#### Given passage

As a marketer in an ecommerce startup, you could use A/B testing in a lot of important ways. For your core marketing operations, you could test copy, actual advertisements or email marketing; of course, you could also test subject lines or even sending times to see which strategies help you achieve the highest open and conversion rates.

In the context of your website, you could use A/B testing to optimize your product pages, including product descriptions, images and layout designs. You could also use it to determine the best checkout flow and process. Finally, you can leverage it to determine which calls-to-actions (“CTAs”) — to buy, learn more or get a discount — yield the best results.

Though a powerful tool, A/B testing can often be incorrectly applied. Let’s look at four major things that an ecommerce marketer should watch out for.

Related: 4 Ways to Make the Most of A/B Testing Right Away

1. Do not ignore segmentation

If you focus solely on the impact that your experiment will have on the average of a business metric, you can end up with misleading results. This assumes that all your users behave similarly and overlooks the fact that you likely have various segments of users who behave differently. If your A/B test shows that a particular new feature launch will increase spending per user, it might obscure the fact this might only be true for a few heavy users of your product and not the majority.

You need to be aware of your distinctive customer segments. For instance, different kinds of users would have different average spends. You also need to be acutely aware if you have a global product; customers might have different levels of digital access (fast and reliable internet connections on the one hand and slow and unstable connections on the other) or access the internet differently (more people accessing via mobile devices compared to desktop computers). This will influence how accessible a change made to your website is for different users, and thus impact its success.

Segment-level personalization helps you deliver a personalized experience to specific segments. For example, you could show a specific promotion or offer to those who want to buy spices and a different one to those interested in frozen meats. Instead of finding the one version that works best for everyone, this approach will enable you to identify the version that will best serve each of your target audiences.

2. Run your tests for a long enough period

You will need to run the A/B test for long enough to get data that is statistically significant. But if you reach statistical significance in say, three to four days, it doesn’t mean you can afford to turn off your test. You would want the test to run for a long enough period to account for any seasonality or early outperformance. Ideally, you should run an A/B test for at least two weeks — this will help factor in any variances in behavior based on day of the week.

########

Task A » Echo the stretch of the records below from the line containing "--find t-shirt sleeve" through the end of the records, line for line.
The A/B testing passage and the records that follow it have no connection to each other.

#### Material shown

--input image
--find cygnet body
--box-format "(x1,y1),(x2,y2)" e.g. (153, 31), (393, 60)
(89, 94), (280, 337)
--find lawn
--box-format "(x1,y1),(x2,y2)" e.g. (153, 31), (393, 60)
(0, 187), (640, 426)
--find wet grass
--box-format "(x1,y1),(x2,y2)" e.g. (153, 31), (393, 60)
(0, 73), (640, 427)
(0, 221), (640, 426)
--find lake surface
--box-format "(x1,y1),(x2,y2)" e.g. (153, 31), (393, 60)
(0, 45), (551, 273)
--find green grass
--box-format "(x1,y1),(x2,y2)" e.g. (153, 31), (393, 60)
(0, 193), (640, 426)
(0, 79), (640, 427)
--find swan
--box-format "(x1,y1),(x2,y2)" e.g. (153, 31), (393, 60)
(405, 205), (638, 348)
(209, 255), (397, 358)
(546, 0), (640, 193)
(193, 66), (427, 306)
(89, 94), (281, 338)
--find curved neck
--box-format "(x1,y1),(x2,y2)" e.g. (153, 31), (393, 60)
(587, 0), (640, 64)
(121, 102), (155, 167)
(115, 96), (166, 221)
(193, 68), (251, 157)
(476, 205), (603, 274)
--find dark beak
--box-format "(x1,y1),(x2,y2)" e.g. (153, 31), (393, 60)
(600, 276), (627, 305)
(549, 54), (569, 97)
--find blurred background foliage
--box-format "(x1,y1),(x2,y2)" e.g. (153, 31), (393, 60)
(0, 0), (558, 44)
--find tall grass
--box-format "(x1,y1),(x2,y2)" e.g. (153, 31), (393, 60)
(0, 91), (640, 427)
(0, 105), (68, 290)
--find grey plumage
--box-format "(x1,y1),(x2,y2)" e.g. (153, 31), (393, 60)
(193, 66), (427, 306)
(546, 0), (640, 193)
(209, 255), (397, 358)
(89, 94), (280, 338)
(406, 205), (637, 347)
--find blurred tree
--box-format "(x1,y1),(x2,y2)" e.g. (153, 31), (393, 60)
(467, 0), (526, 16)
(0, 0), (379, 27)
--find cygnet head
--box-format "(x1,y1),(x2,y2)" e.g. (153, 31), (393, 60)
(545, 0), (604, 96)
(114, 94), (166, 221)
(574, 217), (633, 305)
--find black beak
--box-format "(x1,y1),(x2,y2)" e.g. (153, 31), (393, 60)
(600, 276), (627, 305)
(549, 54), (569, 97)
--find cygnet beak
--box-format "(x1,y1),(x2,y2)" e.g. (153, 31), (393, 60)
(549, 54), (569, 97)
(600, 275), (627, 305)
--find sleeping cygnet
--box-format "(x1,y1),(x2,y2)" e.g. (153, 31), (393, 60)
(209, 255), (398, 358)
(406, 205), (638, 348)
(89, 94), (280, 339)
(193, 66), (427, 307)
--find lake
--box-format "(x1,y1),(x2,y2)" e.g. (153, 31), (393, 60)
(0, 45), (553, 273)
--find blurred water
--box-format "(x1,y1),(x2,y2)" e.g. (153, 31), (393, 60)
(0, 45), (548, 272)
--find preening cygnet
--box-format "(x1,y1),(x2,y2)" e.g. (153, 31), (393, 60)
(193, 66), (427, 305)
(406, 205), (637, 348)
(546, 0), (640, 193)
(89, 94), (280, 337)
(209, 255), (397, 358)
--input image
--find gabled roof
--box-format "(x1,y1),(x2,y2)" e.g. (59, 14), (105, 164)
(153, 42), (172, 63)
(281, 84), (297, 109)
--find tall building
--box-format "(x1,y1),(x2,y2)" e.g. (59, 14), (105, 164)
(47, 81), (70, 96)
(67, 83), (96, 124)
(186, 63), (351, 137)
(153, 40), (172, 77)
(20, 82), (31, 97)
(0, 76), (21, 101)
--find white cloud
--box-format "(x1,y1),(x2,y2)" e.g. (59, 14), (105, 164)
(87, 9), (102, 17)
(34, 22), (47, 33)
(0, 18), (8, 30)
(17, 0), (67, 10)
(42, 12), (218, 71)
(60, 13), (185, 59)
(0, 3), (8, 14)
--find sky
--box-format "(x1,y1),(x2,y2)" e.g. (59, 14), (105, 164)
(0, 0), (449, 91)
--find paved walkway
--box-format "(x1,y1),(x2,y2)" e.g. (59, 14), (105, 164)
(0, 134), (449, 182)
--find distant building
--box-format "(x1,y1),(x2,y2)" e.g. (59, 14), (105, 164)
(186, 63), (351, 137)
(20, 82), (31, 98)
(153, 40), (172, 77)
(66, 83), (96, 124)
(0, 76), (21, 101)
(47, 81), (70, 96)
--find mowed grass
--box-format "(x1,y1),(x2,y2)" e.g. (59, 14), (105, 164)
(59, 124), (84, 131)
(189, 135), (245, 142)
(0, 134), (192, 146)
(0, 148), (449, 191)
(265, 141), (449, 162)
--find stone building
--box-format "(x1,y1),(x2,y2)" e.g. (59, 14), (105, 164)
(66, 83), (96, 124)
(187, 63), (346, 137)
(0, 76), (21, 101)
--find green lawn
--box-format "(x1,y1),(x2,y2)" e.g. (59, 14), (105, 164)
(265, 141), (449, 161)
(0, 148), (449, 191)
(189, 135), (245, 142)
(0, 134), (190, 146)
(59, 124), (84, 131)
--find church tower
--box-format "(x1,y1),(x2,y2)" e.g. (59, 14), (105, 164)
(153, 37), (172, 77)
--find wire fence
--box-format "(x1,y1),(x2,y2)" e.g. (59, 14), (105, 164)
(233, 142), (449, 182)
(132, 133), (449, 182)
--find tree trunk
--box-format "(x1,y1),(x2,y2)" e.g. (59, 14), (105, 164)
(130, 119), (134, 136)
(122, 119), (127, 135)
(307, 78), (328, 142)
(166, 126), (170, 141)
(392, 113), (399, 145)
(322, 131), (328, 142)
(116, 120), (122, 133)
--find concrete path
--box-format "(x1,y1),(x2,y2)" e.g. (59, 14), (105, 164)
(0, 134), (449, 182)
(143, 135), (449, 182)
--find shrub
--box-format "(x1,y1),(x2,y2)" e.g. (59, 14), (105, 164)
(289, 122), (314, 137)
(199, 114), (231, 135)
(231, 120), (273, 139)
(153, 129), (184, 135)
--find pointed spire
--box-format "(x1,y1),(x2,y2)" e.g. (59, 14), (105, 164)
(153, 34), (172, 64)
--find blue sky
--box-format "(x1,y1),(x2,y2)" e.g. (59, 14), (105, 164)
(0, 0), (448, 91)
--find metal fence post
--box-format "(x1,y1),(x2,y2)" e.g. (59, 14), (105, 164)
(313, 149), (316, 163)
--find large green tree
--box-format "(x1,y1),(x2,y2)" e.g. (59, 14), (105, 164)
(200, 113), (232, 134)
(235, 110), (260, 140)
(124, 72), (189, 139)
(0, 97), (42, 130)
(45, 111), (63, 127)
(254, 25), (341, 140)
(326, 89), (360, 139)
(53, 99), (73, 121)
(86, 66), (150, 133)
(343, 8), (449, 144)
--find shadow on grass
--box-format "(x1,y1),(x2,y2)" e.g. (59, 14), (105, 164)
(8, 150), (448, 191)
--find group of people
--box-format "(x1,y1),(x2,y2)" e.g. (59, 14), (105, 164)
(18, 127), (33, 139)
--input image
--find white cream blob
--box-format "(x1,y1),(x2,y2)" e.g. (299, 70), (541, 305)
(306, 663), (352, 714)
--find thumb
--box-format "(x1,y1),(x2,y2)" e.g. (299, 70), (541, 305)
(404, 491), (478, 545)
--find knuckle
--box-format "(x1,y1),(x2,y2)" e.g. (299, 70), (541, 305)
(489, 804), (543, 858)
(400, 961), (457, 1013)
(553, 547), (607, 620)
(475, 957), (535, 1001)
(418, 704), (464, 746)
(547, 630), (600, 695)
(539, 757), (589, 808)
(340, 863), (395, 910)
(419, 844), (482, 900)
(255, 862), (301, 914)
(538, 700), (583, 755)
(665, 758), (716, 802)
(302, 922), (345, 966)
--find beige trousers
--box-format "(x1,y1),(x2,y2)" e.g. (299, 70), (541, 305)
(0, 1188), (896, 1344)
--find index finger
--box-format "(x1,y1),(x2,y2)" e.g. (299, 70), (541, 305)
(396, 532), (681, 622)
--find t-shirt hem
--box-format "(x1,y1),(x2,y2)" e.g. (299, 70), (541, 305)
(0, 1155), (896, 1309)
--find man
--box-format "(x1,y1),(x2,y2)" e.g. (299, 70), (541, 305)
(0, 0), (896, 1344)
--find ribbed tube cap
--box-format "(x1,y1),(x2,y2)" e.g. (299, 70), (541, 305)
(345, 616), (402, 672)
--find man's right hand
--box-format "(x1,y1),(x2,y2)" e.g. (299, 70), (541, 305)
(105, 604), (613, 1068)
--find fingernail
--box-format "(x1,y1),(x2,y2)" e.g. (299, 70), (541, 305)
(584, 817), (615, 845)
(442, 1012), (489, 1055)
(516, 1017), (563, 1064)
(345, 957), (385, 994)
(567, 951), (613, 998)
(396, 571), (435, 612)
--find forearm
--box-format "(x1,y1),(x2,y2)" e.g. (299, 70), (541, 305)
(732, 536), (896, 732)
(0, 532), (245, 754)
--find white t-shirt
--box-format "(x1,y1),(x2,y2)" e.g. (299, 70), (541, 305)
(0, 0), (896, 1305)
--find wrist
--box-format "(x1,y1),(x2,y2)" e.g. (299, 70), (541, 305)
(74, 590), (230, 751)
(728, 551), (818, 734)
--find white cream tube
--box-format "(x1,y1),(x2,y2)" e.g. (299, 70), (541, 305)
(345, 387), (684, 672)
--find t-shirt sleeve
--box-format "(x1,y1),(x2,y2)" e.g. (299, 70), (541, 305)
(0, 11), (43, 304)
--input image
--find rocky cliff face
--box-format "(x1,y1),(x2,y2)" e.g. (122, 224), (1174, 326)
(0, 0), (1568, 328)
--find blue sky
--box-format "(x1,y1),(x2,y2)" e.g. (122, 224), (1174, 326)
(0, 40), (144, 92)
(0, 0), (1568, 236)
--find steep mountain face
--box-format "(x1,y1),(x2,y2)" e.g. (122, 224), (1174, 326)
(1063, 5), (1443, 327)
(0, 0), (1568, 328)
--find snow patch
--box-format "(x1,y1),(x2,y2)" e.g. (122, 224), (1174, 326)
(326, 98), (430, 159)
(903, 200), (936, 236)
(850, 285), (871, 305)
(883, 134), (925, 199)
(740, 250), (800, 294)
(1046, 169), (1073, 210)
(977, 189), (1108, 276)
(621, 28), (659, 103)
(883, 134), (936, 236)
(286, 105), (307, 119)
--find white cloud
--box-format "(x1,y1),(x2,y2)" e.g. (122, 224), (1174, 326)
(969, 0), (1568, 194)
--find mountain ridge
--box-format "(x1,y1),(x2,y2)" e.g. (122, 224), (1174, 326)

########

Task B » Duplicate the stretch of the A/B testing passage above from "As a marketer" through "watch out for.", without changing a word.

Task output A »
--find t-shirt sleeve
--box-format "(x1,y1),(x2,y2)" e.g. (299, 70), (541, 305)
(0, 11), (43, 304)
--input image
--find rocky cliff face
--box-format "(x1,y1),(x2,y2)" e.g. (122, 224), (1174, 326)
(0, 0), (1568, 328)
--find blue sky
--box-format "(x1,y1),(x2,y2)" e.g. (122, 224), (1174, 326)
(0, 40), (144, 92)
(0, 0), (1568, 236)
--find steep mountain face
--box-format "(x1,y1),(x2,y2)" e.g. (122, 224), (1174, 326)
(1063, 5), (1443, 327)
(0, 0), (1568, 328)
--find snow patch
--box-format "(x1,y1),(x2,y2)" e.g. (122, 224), (1174, 326)
(326, 98), (430, 159)
(903, 200), (936, 236)
(850, 285), (871, 305)
(883, 134), (925, 199)
(740, 250), (800, 294)
(1046, 169), (1073, 210)
(977, 189), (1108, 276)
(621, 28), (659, 103)
(883, 134), (936, 236)
(286, 105), (307, 119)
--find white cloud
--box-format "(x1,y1),(x2,y2)" e.g. (122, 224), (1174, 326)
(969, 0), (1568, 194)
--find mountain ridge
--box-format "(x1,y1),(x2,y2)" e.g. (122, 224), (1174, 326)

Task output B »
As a marketer in an ecommerce startup, you could use A/B testing in a lot of important ways. For your core marketing operations, you could test copy, actual advertisements or email marketing; of course, you could also test subject lines or even sending times to see which strategies help you achieve the highest open and conversion rates.

In the context of your website, you could use A/B testing to optimize your product pages, including product descriptions, images and layout designs. You could also use it to determine the best checkout flow and process. Finally, you can leverage it to determine which calls-to-actions (“CTAs”) — to buy, learn more or get a discount — yield the best results.

Though a powerful tool, A/B testing can often be incorrectly applied. Let’s look at four major things that an ecommerce marketer should watch out for.